Output only the lines of the entries that follow, starting at the one with "the roof ridge" and running down to the one with "of the stone", both included and unchanged.

== Segment start ==

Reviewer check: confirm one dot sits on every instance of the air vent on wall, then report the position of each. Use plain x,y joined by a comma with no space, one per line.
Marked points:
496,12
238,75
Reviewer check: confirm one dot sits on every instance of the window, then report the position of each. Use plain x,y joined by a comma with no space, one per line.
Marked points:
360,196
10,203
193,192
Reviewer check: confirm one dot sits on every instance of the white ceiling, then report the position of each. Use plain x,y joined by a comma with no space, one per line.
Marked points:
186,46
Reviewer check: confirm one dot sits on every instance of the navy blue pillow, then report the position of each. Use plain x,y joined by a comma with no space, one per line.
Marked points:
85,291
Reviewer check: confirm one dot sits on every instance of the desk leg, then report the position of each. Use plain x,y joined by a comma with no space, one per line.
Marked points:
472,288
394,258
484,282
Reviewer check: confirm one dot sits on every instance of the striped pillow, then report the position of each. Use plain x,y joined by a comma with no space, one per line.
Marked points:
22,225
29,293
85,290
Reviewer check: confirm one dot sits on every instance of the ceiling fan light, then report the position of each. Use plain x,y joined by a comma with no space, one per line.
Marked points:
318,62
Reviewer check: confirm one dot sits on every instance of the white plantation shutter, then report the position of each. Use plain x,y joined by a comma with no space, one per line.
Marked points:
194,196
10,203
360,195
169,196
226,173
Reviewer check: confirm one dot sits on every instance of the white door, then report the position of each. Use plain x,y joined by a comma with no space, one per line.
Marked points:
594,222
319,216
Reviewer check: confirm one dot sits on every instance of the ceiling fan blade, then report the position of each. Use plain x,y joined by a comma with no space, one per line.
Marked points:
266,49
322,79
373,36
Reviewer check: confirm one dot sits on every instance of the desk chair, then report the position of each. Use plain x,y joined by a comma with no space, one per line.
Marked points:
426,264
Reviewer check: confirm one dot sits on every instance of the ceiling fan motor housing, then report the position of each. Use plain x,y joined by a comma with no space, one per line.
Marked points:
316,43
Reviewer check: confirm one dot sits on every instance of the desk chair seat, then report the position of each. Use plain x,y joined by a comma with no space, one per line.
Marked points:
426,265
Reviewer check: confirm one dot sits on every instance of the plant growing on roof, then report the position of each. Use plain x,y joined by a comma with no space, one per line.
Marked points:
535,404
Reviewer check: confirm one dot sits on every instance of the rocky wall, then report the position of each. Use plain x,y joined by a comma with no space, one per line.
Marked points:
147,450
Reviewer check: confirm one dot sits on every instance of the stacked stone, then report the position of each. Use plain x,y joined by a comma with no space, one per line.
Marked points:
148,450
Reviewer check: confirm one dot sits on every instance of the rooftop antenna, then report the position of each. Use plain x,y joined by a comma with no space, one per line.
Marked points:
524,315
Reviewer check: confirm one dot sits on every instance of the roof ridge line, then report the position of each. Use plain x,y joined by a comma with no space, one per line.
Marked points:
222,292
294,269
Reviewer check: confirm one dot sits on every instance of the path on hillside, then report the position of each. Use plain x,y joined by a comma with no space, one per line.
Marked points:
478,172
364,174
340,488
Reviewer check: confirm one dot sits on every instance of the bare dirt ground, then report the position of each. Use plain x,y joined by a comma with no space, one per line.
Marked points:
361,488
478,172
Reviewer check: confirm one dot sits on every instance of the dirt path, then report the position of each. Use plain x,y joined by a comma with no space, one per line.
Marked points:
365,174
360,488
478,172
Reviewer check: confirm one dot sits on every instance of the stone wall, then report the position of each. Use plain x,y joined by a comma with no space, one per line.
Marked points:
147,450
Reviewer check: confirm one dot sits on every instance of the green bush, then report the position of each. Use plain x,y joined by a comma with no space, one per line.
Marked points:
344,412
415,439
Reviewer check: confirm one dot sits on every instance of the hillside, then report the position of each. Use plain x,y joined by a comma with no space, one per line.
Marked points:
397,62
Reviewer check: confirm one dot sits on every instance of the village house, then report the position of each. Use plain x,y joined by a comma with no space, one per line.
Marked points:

== Segment end ==

* SOLUTION TO THE EXERCISE:
Reviewer check: confirm one dot sits on every instance of the roof ridge line, then report the position of each. Use plain x,y joined by a comma with no space, one per line.
Marked points:
222,292
294,269
Reviewer check: confirm one dot sits on every instance of the path on hillside, then report the position of each. Use plain x,y joined by a comma with no space, one per line.
Marked points:
478,172
364,174
340,488
Reviewer check: confirm one dot sits on every instance of the bare dirt ground, then report the position of each. Use plain x,y joined by a comma with no space, one per line.
Marked points:
361,488
478,172
Reviewer check: confirm one dot sits on every instance of the dirt path, then report the position of each. Use plain x,y joined by a comma with no space, one per line.
Marked points:
365,174
360,488
478,172
Reviewer check: confirm one dot sits on every instance of the stone wall, then report the position of each. Use plain x,y joined by a comma with no space, one per line.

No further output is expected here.